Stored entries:

----------

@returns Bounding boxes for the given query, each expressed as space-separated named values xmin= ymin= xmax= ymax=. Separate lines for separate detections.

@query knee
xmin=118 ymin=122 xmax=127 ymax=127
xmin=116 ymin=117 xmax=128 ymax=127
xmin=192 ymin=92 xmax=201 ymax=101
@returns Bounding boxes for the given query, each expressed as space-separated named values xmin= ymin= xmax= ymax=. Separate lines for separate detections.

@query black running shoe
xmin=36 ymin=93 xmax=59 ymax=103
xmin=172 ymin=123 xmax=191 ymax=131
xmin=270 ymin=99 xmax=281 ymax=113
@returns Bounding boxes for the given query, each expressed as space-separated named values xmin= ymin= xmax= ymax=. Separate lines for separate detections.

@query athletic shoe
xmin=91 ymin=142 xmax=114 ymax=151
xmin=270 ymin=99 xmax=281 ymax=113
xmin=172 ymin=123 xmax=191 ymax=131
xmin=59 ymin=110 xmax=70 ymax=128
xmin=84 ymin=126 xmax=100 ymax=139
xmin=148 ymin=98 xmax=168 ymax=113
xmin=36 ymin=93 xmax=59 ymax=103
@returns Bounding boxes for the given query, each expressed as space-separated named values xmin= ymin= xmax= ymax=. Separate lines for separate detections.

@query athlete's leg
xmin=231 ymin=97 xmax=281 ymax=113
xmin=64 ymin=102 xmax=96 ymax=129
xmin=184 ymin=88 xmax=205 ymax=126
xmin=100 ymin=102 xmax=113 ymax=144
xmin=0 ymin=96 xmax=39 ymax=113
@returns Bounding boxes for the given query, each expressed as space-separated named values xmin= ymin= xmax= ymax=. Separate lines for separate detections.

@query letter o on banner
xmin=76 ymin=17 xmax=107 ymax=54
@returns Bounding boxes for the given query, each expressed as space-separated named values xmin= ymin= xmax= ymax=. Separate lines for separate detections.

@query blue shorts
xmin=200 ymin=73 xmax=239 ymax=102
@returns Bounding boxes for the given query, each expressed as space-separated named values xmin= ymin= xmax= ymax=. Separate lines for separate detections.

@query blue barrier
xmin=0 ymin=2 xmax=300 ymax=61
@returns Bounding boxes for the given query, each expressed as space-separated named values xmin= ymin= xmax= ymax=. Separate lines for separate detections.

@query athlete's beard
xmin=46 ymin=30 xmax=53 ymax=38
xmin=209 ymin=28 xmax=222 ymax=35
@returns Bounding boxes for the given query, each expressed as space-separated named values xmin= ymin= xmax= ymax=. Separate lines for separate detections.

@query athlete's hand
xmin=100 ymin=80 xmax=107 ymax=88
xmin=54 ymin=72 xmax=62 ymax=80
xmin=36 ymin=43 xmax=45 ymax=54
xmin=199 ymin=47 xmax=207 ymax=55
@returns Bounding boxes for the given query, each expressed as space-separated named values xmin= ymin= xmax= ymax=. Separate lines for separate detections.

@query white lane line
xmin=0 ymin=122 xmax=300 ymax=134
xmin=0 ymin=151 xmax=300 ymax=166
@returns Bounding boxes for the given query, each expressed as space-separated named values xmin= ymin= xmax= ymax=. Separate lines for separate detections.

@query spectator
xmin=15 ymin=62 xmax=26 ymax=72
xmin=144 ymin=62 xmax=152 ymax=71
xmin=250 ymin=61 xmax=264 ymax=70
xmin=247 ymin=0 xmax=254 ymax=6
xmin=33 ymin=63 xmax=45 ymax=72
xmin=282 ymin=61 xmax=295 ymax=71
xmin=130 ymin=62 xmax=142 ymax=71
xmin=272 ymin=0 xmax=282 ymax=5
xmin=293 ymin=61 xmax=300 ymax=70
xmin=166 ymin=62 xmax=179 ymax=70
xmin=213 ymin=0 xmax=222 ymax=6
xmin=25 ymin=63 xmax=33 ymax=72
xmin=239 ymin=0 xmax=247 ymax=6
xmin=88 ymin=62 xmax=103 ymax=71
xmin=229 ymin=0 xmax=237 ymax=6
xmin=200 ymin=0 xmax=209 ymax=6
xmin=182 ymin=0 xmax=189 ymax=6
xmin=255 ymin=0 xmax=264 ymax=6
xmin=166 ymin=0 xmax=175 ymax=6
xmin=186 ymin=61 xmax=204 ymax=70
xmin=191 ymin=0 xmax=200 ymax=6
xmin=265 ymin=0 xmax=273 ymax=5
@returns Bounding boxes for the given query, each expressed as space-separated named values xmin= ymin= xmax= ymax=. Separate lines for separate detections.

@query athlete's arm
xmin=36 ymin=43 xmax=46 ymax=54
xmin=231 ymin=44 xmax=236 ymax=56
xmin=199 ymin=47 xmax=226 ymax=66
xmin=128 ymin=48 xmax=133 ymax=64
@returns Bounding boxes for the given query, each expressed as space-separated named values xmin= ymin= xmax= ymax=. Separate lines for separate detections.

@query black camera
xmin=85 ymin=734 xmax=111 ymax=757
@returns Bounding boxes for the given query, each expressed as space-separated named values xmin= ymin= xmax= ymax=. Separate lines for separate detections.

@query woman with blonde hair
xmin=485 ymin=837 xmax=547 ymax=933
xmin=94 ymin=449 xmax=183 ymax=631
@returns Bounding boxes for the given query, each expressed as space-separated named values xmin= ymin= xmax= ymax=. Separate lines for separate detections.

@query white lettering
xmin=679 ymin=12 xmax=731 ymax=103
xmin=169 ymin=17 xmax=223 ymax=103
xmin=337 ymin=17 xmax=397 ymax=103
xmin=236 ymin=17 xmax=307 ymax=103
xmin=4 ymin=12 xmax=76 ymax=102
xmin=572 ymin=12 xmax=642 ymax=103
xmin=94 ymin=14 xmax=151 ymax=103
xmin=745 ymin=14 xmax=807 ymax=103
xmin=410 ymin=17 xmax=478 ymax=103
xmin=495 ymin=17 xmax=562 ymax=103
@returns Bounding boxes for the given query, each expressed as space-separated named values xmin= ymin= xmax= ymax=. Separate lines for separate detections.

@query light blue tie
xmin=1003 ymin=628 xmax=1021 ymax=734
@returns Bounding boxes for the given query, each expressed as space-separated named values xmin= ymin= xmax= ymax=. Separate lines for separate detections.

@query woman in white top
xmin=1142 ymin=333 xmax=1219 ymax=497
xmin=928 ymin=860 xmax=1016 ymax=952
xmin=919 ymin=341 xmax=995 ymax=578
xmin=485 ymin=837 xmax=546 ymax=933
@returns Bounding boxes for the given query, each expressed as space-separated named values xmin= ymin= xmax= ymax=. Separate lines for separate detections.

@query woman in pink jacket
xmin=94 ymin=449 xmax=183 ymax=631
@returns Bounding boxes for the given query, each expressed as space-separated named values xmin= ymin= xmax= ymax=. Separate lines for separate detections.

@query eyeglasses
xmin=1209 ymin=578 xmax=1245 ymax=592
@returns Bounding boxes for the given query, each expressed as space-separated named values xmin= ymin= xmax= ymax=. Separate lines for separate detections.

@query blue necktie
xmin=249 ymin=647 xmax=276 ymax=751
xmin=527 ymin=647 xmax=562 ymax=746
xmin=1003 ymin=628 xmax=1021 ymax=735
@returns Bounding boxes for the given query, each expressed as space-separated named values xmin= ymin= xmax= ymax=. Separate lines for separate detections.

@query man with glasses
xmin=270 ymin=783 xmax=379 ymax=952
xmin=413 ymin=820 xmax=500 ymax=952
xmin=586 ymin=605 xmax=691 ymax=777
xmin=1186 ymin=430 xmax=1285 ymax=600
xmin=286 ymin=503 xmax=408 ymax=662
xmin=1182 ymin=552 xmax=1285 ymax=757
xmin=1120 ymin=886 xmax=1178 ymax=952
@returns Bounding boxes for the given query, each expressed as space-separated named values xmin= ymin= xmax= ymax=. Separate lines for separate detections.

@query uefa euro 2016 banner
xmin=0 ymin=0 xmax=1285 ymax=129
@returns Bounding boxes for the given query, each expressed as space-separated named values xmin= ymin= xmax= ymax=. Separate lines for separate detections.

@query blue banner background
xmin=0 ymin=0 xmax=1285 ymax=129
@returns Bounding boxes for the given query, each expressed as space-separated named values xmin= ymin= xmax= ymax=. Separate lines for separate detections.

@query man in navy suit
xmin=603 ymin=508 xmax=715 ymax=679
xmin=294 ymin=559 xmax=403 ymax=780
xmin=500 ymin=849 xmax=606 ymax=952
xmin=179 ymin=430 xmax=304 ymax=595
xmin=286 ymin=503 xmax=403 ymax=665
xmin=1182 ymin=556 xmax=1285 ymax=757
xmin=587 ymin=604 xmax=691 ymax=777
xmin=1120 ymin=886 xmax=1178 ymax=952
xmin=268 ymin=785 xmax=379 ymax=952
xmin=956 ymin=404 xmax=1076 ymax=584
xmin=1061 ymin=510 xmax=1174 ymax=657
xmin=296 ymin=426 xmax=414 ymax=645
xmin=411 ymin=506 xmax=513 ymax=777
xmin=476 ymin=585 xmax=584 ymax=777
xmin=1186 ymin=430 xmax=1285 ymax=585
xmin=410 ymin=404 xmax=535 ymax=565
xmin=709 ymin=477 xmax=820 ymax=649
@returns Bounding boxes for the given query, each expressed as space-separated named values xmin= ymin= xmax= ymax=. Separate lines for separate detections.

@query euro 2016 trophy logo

----------

■ **Job**
Please gather every line in the entries above that contains the string "white". Treat uppercase and lowercase as different.

■ **Final result**
@query white lane line
@query white lettering
@query woman in white top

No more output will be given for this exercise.